Data supplied:
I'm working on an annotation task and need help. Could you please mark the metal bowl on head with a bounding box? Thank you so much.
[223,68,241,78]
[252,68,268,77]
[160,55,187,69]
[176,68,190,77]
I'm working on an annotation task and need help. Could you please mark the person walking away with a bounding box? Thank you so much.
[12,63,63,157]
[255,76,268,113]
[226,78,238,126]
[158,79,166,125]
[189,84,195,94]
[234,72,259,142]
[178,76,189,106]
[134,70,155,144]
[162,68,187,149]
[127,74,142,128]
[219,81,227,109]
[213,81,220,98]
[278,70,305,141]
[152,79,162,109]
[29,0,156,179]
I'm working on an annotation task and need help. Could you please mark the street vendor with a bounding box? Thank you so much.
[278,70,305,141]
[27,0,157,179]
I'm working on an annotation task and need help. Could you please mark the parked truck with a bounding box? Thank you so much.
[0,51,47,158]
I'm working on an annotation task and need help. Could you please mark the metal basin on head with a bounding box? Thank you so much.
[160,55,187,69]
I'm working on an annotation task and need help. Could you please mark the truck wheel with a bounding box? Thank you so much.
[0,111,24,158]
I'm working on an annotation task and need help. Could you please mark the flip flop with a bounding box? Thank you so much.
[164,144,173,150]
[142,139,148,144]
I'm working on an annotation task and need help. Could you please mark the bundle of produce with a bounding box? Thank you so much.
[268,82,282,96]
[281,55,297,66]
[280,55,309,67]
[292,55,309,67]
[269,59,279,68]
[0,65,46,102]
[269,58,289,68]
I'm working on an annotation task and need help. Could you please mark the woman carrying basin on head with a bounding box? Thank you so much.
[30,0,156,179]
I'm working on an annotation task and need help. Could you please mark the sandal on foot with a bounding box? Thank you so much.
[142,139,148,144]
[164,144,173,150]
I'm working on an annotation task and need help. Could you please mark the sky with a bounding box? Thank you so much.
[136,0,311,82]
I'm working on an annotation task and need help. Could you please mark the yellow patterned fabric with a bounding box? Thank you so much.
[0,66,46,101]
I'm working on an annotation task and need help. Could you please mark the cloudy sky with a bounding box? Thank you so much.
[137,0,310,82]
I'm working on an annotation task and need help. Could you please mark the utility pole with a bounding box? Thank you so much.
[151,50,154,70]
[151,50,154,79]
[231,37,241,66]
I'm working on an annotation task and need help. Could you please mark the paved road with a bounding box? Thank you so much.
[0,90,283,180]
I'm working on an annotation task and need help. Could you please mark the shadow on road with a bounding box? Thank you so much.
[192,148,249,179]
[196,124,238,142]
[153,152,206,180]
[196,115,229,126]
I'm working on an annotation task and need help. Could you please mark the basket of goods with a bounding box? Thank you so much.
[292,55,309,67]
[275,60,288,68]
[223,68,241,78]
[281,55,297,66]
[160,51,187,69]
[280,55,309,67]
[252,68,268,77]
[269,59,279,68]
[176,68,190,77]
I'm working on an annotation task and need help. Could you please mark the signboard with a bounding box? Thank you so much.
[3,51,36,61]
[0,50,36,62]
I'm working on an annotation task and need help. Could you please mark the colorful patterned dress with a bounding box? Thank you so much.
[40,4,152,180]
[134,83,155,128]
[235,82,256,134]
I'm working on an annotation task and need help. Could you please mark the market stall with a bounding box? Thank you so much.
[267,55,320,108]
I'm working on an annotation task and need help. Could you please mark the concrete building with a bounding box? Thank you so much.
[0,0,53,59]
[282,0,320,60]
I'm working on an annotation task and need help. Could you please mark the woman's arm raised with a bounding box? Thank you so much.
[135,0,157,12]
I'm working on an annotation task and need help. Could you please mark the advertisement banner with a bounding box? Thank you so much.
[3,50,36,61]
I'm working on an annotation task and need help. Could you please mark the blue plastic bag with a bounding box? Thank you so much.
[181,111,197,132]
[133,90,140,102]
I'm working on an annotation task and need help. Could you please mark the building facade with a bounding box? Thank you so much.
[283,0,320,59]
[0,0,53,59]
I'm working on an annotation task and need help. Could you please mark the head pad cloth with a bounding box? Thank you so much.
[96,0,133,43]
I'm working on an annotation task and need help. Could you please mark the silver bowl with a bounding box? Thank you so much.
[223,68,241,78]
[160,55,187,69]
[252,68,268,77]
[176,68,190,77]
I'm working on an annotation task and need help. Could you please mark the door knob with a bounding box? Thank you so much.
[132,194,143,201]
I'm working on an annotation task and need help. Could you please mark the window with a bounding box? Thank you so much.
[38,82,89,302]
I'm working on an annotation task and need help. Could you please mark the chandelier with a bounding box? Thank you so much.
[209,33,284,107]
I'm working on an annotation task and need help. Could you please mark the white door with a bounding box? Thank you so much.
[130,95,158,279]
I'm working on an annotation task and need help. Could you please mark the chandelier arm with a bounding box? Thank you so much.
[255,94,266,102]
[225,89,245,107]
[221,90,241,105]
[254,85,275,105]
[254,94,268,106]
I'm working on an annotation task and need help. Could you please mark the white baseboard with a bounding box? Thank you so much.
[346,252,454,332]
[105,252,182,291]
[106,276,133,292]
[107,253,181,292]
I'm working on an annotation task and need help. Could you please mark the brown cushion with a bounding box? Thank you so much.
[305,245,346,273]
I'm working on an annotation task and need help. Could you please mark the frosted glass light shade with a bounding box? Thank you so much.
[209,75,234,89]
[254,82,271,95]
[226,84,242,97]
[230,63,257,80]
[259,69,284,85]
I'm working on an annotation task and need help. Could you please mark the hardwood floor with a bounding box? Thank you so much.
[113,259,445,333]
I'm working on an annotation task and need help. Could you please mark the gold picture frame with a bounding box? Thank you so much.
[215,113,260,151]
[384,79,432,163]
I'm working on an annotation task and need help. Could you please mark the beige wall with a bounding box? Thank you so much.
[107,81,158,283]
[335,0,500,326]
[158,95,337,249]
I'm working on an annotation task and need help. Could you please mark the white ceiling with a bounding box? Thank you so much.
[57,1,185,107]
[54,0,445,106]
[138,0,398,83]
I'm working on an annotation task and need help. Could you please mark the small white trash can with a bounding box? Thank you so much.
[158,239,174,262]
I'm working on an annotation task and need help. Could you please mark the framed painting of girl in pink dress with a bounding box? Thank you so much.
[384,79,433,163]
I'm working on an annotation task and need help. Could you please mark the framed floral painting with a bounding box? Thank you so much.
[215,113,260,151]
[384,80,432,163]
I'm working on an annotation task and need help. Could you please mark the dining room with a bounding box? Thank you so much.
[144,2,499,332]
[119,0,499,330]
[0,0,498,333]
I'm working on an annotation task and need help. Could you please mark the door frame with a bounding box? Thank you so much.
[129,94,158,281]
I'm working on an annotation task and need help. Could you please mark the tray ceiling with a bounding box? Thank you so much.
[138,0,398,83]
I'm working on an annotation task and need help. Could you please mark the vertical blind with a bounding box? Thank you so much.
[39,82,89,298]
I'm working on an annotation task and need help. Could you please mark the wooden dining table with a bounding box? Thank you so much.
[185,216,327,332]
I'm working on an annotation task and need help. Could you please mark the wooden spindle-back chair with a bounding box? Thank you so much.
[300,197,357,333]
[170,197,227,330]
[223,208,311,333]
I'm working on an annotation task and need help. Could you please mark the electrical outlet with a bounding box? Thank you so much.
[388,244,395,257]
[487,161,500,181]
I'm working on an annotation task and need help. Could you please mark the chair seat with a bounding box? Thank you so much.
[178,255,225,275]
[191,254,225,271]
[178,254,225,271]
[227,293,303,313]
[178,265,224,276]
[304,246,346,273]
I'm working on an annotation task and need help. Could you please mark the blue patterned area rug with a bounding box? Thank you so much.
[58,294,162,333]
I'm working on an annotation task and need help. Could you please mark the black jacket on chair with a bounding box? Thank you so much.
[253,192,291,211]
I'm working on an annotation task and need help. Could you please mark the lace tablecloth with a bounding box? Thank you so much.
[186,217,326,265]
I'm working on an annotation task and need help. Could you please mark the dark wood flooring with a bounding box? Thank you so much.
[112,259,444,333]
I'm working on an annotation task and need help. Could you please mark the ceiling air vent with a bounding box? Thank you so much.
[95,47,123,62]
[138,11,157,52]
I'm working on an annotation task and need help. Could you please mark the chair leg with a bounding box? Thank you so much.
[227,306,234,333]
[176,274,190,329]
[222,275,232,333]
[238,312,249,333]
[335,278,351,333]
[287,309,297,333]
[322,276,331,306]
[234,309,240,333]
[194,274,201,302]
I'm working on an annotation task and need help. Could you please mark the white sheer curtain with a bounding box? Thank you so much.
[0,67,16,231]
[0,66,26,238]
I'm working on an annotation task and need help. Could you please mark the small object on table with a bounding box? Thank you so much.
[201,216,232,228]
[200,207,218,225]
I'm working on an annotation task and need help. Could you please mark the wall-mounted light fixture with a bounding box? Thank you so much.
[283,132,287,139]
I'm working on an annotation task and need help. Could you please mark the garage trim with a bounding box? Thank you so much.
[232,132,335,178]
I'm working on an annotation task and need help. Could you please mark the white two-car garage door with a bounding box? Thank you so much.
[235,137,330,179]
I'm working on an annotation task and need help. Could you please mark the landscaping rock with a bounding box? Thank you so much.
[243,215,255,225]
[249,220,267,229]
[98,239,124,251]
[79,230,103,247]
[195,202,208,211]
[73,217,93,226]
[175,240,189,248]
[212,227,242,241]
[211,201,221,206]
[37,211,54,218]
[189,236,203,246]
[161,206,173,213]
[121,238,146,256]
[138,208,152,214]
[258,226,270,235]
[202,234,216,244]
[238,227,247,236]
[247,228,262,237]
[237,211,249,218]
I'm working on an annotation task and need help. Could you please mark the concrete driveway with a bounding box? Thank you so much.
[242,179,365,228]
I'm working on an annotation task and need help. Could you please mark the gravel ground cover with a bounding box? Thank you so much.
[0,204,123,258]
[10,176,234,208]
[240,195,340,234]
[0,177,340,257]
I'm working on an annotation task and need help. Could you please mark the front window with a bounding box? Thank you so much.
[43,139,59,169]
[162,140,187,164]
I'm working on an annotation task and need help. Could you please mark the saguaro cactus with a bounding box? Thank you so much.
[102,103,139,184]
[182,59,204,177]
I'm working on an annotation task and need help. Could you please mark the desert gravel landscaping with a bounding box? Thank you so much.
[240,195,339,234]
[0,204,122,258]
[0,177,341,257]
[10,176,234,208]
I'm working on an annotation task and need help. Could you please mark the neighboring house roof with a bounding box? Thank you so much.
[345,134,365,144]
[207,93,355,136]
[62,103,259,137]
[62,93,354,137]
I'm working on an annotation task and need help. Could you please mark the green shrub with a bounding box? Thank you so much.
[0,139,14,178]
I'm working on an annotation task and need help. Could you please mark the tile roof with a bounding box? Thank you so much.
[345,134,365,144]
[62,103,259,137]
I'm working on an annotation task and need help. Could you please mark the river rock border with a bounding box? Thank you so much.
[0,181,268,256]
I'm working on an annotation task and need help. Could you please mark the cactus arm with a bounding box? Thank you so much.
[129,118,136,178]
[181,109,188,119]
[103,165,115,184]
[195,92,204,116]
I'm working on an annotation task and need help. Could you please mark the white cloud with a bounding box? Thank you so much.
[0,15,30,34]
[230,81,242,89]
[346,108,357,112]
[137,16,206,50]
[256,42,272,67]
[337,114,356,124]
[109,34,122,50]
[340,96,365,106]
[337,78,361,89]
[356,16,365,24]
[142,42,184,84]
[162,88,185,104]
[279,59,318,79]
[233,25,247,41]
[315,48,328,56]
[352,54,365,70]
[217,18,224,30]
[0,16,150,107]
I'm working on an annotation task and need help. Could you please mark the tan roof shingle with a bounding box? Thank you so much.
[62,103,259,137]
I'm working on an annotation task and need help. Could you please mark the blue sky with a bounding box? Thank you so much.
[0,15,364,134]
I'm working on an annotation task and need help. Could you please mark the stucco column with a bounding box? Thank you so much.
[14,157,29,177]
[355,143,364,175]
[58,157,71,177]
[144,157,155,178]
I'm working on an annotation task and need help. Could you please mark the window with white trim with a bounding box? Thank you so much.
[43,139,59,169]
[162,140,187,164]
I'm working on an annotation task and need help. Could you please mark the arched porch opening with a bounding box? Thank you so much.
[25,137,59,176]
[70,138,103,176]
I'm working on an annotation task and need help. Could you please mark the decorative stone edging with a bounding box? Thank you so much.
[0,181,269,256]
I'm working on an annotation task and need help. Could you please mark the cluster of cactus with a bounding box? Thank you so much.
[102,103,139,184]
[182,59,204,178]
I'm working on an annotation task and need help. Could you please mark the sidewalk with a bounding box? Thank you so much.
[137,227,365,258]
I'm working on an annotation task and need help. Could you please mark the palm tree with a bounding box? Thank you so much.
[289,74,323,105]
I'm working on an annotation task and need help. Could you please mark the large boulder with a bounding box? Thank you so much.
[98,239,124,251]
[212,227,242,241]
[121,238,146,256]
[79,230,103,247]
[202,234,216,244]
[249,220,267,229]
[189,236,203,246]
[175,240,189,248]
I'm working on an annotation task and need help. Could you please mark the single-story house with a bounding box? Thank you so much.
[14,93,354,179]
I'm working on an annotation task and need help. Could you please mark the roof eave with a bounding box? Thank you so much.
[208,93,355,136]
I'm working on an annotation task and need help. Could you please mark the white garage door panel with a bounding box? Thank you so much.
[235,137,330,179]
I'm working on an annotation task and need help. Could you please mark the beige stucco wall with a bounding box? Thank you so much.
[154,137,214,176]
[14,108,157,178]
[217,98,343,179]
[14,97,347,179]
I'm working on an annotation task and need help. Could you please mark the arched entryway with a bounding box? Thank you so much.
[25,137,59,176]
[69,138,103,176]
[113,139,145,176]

Problem to work on:
Can you quote exactly the lines from the one containing "the arched entryway" through the last line of the records above, and nothing else?

Your response:
I'm working on an annotation task and need help. Could you please mark the arched entryway with a bounding box? Thank you so much.
[25,137,59,176]
[69,138,103,176]
[113,139,145,176]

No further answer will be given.